§ **Instructions for the task**: Identify every line in the entries below that contains the string "foliage", and copy each of those lines in full.

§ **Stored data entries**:
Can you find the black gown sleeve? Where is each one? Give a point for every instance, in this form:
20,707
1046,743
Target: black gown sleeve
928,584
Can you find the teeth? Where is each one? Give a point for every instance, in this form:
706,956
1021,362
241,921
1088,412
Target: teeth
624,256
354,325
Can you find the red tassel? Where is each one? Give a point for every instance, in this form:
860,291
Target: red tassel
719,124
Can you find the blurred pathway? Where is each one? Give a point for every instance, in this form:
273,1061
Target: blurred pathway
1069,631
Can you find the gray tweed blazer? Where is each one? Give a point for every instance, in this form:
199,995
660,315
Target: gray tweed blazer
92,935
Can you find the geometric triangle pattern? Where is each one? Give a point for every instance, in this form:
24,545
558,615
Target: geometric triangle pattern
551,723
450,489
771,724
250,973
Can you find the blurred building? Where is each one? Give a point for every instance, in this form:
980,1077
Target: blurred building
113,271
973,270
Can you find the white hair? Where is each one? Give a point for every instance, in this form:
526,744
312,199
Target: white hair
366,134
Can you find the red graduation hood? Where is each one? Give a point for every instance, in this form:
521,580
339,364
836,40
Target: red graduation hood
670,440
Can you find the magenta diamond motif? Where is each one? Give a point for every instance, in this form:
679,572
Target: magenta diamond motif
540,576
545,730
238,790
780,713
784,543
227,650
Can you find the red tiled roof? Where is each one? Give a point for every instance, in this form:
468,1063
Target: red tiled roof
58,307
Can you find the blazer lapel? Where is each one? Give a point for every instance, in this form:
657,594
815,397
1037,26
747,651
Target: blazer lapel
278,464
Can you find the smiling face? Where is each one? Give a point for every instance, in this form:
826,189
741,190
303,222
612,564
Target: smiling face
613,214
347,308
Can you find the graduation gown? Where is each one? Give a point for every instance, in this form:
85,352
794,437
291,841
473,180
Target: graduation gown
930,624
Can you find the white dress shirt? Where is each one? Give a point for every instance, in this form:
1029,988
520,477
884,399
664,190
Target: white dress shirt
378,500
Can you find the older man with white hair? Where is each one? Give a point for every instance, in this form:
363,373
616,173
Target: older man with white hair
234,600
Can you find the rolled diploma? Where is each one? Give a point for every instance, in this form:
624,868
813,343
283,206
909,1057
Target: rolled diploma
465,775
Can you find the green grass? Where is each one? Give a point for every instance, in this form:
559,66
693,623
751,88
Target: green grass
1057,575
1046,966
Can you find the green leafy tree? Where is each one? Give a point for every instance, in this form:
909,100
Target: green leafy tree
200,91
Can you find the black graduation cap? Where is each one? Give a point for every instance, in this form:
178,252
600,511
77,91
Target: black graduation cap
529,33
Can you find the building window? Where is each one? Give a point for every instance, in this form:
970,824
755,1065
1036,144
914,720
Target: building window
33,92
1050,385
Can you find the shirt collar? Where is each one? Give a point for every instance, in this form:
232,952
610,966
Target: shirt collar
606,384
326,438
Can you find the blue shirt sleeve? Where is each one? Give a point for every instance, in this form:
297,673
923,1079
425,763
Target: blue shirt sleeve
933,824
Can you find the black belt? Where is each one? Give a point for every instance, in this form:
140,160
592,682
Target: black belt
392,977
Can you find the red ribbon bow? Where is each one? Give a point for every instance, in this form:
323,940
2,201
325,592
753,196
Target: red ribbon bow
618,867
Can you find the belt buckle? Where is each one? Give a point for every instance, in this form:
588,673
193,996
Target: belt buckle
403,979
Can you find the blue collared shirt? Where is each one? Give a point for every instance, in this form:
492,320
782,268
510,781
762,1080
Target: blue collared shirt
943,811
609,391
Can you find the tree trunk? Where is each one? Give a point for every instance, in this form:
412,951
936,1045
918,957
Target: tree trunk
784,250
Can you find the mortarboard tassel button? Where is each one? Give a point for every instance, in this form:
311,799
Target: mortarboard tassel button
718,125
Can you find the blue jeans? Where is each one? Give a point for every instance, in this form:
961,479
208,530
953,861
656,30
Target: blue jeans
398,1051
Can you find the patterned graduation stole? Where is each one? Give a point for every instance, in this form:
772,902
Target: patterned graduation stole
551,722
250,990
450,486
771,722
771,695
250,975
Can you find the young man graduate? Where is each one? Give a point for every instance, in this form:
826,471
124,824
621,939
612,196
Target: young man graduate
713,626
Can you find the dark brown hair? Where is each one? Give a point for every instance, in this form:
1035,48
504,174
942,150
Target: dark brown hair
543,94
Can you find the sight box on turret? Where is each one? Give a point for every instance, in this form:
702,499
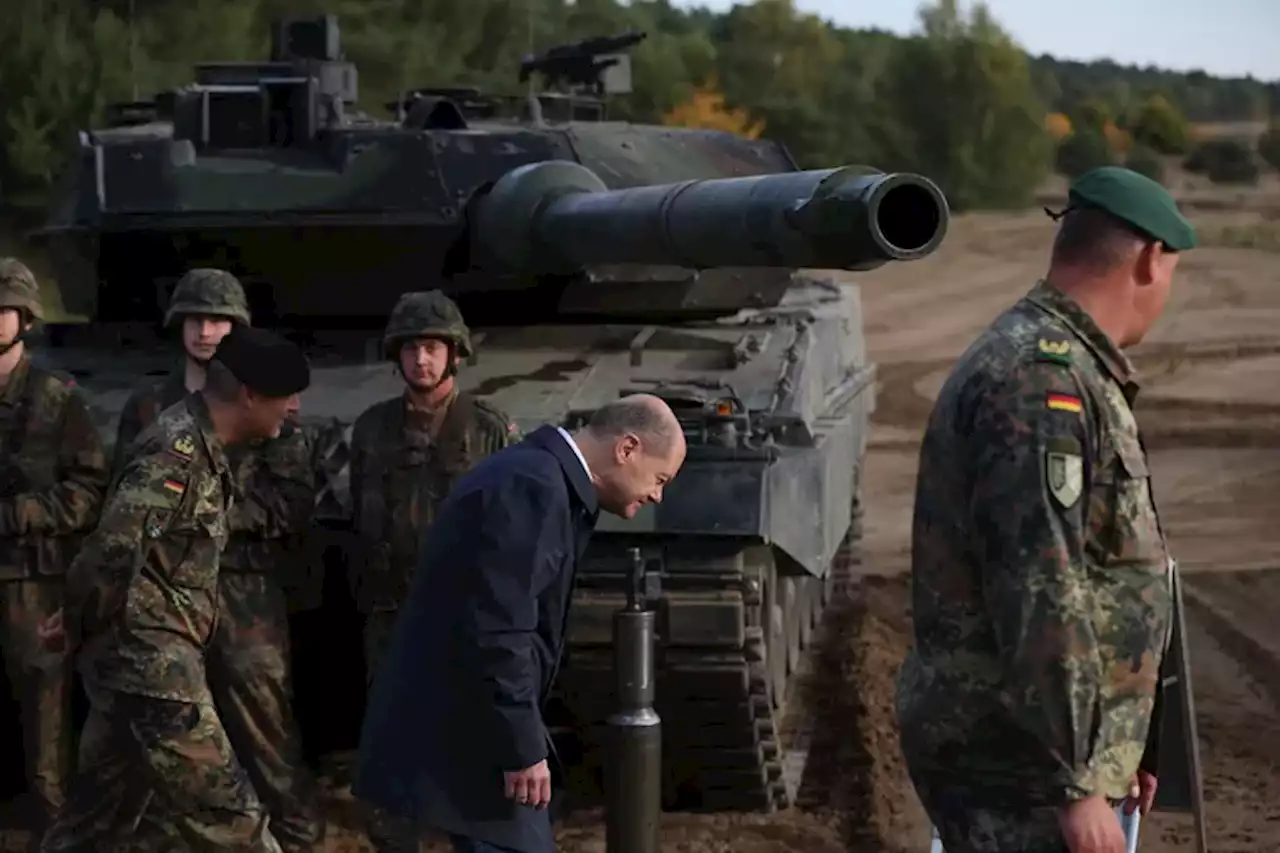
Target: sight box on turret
589,259
268,168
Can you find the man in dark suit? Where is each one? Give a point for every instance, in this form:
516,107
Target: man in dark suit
453,735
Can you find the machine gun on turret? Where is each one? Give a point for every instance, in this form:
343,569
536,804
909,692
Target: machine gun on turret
584,65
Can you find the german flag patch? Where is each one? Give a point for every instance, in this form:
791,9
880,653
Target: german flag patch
1064,402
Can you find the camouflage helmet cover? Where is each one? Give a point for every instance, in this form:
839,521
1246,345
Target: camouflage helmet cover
209,291
425,314
18,288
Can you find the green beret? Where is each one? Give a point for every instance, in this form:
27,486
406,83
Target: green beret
1137,200
264,361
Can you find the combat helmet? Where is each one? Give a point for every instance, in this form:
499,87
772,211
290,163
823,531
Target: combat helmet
425,314
209,291
18,288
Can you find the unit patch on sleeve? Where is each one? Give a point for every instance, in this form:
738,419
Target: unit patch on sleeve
1065,477
1064,402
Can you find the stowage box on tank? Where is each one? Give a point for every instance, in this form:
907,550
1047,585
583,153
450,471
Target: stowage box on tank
593,259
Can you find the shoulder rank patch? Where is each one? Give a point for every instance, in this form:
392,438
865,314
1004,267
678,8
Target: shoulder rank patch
1063,402
1065,477
183,447
1054,347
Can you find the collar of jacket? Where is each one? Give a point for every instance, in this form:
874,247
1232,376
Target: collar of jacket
549,438
17,384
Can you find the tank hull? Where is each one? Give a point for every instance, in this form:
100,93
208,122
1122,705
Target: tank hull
752,541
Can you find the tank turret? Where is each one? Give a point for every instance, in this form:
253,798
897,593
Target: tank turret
560,218
589,259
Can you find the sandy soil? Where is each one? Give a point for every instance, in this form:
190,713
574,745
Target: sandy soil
1211,419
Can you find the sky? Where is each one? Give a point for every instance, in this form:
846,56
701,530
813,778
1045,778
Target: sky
1223,37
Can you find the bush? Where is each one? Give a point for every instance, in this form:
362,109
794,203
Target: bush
1161,127
1146,162
1269,146
1223,162
1082,151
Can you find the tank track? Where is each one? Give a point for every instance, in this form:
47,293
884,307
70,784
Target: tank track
736,726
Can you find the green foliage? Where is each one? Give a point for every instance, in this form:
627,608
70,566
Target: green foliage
965,112
958,100
1147,162
1224,162
1161,127
1269,146
1083,150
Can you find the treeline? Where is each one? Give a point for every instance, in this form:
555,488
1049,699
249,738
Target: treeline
959,100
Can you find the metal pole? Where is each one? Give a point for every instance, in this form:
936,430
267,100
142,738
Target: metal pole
632,785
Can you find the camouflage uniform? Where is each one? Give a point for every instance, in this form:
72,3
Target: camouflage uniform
53,474
248,660
1042,601
156,769
211,292
403,463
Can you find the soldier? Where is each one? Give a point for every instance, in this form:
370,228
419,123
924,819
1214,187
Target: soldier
275,479
53,474
405,455
206,302
156,769
1042,600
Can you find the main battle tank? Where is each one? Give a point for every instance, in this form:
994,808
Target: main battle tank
592,259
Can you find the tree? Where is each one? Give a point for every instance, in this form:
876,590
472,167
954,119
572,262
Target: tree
1161,127
965,112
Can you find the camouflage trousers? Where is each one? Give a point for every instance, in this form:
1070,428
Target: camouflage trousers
41,680
976,821
158,776
250,676
387,833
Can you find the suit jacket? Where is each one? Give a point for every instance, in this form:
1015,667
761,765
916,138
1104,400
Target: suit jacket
475,648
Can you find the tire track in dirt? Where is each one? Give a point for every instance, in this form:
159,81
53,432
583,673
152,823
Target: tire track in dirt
1235,676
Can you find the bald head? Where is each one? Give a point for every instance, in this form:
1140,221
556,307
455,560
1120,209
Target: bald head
645,416
634,447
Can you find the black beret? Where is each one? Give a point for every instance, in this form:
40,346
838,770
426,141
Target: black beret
265,363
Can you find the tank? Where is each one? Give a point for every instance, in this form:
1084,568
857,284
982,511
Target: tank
592,259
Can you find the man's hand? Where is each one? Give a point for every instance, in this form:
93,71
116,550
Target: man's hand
1142,793
1091,826
51,633
533,785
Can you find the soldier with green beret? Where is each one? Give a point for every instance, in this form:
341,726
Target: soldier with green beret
1041,574
406,454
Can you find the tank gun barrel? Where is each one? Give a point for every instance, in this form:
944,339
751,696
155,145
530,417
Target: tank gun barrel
558,218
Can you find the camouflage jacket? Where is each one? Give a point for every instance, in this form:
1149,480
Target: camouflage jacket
400,473
53,473
144,591
277,483
1041,582
141,409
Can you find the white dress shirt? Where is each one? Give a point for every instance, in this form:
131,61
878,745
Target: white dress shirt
572,445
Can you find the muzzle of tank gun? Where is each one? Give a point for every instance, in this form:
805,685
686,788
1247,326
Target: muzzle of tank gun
558,218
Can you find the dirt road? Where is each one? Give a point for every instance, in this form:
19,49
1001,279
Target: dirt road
1212,422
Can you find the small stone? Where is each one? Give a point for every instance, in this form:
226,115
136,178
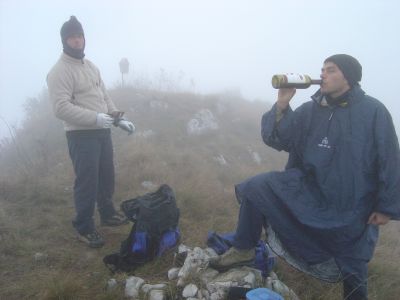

§ **Problem solution**:
Can you find the green foliage? Where is each one? Give a point for every instance, in this form:
Target: green foliage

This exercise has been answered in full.